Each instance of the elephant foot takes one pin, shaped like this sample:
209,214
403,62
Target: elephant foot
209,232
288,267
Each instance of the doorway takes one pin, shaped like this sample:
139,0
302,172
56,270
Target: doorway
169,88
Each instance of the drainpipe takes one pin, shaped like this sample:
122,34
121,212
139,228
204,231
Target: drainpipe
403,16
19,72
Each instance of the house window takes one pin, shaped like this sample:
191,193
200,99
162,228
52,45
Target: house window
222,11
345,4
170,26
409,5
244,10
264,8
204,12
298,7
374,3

━━━━━━━━

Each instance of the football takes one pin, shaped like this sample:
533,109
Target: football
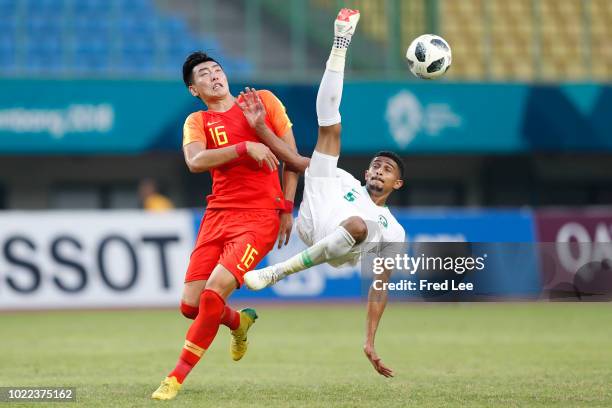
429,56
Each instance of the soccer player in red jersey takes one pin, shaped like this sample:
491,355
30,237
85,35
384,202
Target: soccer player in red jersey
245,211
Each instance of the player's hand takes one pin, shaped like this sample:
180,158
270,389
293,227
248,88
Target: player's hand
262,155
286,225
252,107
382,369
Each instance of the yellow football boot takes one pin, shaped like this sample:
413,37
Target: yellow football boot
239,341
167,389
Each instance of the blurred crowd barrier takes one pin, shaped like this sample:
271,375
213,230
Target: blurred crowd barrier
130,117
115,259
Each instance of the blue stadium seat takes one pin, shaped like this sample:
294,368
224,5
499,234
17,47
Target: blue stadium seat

━━━━━━━━

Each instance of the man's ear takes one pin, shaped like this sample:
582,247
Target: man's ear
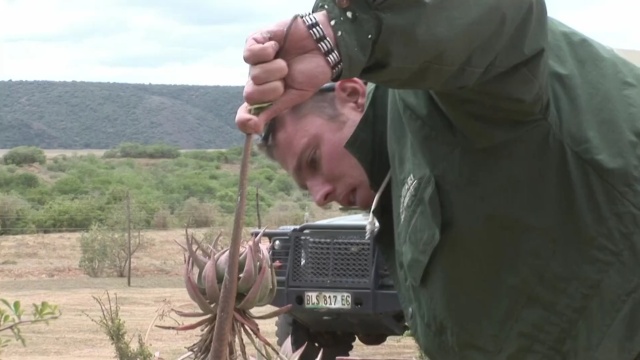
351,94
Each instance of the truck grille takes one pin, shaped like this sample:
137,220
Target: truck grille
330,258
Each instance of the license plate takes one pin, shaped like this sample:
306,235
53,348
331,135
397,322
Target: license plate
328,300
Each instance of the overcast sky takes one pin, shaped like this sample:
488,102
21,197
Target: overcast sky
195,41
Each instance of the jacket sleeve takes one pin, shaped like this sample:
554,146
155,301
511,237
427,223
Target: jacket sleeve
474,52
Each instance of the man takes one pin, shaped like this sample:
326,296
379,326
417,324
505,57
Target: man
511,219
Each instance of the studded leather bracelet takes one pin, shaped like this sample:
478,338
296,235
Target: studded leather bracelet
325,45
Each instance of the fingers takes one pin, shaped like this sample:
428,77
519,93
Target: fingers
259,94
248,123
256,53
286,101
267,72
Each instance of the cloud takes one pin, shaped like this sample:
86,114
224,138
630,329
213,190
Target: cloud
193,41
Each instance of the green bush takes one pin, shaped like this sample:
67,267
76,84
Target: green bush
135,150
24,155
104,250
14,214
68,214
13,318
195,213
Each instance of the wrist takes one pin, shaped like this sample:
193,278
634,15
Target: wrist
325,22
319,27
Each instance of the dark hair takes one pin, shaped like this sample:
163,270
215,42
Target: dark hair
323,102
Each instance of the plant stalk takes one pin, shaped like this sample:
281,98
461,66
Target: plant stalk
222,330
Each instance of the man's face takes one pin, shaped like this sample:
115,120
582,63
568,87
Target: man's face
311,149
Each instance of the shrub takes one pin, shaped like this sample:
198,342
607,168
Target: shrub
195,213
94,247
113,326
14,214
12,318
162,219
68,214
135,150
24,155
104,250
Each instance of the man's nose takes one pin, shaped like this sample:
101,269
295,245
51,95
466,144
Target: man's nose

━━━━━━━━

WRITTEN REQUEST:
How many lines in the records above contain the string "seat"? Reply with the number alone.

RESULT FOR THIS TASK:
2